> _练习题目_:
A. 请用一到三句话说明：根据关于构建T载体方法的所给段落，所有类似的替换和改动为什么被视为包括在本发明中？
B. 列出关于构建T载体方法的所给段落中提到的全部载体名称。

> _所给段落_:
****
图5示本发明所述构建T载体的方法构建的pBS-T 1载体和pSURE-T 1载体连接长度为1600bp的目的片段后对目的片段进行菌落PCR鉴定,所获产物的1%琼脂糖凝胶电泳图。泳道1、9为分别以不含目的片段的空质粒pBS-T 1和pSURE-T 1为模板扩增的结果;泳道2、16为以含有1600bp目的片段的质粒做模板扩增的PCR产物,泳道3-8为随机挑选6个连接有1600bp片段的pBS-T 1载体的单菌落作为模板扩增的PCR产物;泳道10-15为随机挑选6个连接有1600bp片段的pSURE-T 1载体的单菌落作为模板扩增的PCR产物。
图6示本发明所述构建T载体的方法构建的pGEM-T 1载体的图谱。
具体实施方式
本发明实施例公开了一种构建T载体的方法。本领域技术人员可以借鉴本文内容,适当改进工艺参数实现。特别需要指出的是,所有类似的替换和改动对本领域技术人员来说是显而易见的,它们都被视为包括在本发明。本发明的方法已经通过较佳实施例进行了描述,相关人员明显能在不脱离本发明内容、精神和范围内对本文所述的方法进行改动或适当变更与组合,来实现和应用本发明技术。
****
> _数据记录_:
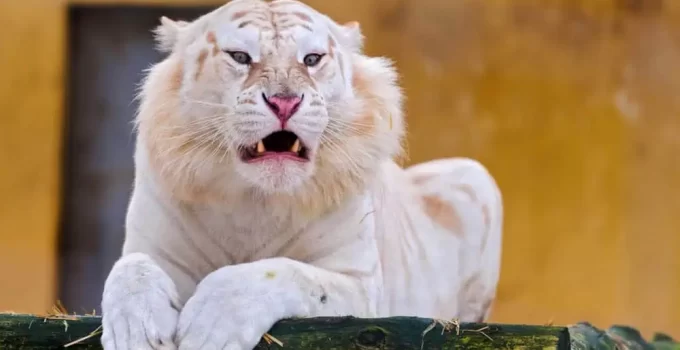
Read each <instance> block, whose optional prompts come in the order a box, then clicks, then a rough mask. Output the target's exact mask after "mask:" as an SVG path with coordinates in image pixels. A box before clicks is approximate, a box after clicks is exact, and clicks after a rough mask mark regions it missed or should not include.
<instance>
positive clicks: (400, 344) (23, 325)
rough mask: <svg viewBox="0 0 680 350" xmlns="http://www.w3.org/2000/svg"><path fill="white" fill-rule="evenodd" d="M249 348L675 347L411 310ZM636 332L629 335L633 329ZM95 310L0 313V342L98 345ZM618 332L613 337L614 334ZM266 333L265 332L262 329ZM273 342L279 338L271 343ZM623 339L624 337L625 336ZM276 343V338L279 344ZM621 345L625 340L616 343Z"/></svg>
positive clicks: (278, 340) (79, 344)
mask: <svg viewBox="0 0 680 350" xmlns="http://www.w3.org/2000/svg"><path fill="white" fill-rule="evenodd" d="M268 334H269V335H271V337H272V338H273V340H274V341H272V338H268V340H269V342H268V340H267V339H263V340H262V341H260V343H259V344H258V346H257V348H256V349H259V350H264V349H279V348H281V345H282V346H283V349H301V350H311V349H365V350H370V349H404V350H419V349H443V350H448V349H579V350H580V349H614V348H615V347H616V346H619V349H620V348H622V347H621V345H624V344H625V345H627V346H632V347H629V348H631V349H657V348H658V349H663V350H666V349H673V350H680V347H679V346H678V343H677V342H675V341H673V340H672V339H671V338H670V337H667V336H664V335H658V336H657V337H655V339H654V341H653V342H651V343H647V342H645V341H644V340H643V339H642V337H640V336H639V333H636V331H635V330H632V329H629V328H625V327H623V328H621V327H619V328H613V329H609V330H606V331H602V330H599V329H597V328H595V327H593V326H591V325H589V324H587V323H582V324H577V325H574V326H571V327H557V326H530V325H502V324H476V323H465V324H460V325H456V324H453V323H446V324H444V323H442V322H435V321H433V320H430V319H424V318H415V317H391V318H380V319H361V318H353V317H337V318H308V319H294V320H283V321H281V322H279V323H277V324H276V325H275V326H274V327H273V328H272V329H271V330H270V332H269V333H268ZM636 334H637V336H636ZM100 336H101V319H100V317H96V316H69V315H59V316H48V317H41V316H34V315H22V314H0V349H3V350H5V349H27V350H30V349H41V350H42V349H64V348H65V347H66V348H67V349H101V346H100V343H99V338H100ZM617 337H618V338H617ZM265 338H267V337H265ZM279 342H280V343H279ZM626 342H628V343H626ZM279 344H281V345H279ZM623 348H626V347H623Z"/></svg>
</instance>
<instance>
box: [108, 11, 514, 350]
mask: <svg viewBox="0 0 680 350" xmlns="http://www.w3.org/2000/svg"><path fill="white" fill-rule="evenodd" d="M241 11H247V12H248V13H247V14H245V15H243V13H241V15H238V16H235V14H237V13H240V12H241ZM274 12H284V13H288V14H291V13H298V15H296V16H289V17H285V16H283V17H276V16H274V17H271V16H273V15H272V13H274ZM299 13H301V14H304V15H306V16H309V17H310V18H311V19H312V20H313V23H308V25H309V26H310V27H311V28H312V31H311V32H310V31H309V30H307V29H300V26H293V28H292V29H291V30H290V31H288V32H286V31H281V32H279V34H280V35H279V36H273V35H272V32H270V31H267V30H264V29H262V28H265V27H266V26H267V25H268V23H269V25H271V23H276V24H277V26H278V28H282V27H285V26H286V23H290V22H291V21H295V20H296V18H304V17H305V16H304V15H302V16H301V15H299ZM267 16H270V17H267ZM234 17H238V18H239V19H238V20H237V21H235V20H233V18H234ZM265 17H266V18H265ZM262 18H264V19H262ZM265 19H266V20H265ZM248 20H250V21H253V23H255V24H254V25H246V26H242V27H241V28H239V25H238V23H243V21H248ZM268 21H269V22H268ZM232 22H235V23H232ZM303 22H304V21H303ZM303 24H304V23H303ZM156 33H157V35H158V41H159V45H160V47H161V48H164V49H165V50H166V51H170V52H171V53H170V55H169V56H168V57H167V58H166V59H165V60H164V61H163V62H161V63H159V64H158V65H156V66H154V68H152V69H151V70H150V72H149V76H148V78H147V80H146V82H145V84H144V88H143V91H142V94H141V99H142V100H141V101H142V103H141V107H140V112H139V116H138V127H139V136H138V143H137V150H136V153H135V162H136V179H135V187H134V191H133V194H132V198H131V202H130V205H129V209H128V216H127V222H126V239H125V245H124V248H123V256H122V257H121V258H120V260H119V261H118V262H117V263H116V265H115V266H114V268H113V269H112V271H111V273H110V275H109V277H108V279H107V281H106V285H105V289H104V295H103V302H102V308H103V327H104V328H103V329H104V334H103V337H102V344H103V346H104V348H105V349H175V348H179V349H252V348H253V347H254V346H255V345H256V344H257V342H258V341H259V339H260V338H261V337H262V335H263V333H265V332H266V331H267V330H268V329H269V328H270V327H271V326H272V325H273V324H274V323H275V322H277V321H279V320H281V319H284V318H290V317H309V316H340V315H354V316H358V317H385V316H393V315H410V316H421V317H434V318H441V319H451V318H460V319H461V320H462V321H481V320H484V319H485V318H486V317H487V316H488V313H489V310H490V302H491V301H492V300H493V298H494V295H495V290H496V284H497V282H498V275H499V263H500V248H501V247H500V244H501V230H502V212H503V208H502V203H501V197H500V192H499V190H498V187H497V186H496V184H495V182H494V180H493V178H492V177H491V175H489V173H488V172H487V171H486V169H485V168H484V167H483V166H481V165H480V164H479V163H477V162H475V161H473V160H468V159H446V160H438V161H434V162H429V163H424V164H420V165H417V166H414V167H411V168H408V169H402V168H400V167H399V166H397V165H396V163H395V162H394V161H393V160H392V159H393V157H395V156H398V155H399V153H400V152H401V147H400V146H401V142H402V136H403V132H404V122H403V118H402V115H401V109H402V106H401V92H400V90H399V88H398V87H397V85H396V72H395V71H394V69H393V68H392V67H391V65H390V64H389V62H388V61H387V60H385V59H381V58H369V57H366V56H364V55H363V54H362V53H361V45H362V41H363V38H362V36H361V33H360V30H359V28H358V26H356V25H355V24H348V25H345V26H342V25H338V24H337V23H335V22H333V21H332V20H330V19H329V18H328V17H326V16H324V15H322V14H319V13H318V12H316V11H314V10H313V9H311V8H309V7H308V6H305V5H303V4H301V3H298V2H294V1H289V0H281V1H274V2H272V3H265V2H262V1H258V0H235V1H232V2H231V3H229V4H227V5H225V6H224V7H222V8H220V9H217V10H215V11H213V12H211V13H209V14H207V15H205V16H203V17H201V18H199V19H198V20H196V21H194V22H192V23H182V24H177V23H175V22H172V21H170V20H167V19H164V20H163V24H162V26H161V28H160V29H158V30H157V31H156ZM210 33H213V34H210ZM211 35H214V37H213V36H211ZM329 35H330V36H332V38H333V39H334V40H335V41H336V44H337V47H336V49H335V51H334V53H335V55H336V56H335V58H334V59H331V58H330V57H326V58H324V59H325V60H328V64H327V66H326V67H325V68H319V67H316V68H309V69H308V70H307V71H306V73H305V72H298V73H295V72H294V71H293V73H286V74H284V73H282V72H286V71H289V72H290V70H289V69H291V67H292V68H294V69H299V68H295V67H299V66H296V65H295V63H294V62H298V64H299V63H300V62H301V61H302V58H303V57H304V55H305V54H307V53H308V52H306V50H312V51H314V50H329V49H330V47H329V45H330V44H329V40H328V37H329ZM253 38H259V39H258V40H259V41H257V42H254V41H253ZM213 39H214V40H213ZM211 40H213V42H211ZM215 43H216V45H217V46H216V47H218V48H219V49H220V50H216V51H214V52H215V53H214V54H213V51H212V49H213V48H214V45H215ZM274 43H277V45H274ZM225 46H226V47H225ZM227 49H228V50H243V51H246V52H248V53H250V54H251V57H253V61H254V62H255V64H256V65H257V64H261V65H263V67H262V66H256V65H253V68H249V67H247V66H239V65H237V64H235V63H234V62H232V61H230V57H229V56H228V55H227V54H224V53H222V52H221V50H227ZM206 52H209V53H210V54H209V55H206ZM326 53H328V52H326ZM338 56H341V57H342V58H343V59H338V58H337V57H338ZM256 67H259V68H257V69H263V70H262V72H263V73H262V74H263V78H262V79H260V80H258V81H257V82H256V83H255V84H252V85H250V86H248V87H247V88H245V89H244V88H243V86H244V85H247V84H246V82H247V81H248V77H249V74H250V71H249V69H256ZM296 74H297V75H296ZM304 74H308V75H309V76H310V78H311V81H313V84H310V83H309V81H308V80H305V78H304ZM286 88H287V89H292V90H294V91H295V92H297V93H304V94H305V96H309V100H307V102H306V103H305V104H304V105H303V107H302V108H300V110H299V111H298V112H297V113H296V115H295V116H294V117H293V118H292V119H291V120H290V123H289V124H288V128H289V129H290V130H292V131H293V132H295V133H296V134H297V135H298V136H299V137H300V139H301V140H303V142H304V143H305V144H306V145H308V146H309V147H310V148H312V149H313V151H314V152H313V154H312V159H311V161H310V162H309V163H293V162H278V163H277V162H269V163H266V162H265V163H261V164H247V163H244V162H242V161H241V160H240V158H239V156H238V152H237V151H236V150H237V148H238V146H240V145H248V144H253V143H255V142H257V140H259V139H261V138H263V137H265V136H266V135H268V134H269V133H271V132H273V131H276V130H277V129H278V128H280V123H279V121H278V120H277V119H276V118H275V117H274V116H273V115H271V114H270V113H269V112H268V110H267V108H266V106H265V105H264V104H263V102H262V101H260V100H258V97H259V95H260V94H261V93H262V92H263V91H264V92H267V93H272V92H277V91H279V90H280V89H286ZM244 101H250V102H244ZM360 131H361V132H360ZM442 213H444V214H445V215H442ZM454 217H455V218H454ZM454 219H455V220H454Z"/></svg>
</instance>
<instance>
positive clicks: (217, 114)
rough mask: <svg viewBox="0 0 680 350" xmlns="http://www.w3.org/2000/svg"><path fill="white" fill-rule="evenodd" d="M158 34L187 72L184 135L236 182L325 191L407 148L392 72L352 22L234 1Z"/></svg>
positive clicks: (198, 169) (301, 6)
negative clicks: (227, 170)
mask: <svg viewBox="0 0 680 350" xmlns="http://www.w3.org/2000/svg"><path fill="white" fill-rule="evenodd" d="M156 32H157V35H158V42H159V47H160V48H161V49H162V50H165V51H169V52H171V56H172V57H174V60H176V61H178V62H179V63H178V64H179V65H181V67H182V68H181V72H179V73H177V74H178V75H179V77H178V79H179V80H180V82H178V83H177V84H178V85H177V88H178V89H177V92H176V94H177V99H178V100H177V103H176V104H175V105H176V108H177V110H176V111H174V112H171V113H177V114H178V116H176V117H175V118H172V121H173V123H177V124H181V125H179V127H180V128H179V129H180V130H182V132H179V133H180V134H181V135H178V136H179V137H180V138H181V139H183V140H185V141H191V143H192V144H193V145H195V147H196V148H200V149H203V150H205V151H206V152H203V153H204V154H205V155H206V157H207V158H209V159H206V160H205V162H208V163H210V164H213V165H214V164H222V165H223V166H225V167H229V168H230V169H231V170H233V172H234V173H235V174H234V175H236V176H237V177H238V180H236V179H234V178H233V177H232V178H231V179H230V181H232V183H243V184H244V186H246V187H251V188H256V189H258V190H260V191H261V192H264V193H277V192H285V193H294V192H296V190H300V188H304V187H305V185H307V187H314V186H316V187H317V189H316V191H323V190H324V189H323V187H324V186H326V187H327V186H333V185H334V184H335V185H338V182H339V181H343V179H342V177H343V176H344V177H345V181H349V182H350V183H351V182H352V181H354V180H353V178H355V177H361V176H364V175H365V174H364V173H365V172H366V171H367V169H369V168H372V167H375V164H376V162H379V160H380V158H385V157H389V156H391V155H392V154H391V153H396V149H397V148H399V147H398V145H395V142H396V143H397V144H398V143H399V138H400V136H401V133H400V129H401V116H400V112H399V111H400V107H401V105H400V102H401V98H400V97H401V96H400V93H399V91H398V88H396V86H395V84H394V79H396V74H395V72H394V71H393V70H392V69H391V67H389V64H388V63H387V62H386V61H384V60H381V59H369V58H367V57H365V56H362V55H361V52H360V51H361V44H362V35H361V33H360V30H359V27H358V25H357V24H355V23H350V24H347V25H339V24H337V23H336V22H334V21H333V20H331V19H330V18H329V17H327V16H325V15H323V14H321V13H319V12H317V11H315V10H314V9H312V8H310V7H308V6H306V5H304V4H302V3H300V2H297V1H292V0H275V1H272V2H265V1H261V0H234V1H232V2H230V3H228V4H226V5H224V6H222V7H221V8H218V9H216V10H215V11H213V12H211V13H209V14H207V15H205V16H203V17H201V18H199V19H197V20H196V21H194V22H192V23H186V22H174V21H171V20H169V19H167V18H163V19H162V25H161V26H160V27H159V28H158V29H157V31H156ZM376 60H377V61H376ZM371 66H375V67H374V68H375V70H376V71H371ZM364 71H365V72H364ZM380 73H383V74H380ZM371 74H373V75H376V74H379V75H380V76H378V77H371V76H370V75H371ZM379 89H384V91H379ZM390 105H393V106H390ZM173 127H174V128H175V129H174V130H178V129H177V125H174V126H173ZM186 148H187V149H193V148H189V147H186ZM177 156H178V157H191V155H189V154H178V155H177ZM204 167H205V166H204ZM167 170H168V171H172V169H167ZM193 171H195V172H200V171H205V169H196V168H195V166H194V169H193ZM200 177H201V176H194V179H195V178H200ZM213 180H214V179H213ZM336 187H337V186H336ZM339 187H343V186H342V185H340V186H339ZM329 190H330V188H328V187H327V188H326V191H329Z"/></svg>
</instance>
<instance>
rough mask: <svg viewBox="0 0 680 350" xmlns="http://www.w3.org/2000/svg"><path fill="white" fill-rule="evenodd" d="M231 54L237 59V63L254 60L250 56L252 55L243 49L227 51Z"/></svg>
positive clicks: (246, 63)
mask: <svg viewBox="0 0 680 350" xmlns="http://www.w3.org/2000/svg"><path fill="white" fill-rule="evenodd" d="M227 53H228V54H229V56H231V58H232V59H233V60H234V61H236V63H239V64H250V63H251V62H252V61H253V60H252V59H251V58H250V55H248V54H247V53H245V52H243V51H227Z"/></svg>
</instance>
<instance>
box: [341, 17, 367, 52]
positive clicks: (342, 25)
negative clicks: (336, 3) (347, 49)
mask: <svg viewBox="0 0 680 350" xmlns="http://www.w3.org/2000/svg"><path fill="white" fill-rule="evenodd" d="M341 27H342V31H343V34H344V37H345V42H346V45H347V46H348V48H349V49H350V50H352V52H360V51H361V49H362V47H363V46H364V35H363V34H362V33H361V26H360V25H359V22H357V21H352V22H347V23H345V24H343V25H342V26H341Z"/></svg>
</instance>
****
> _参考答案_:
A. 因为这些类似的替换和改动对本领域技术人员来说是显而易见的，所以它们都被视为包括在本发明中。

B. pBS-T 1、pSURE-T 1、pGEM-T 1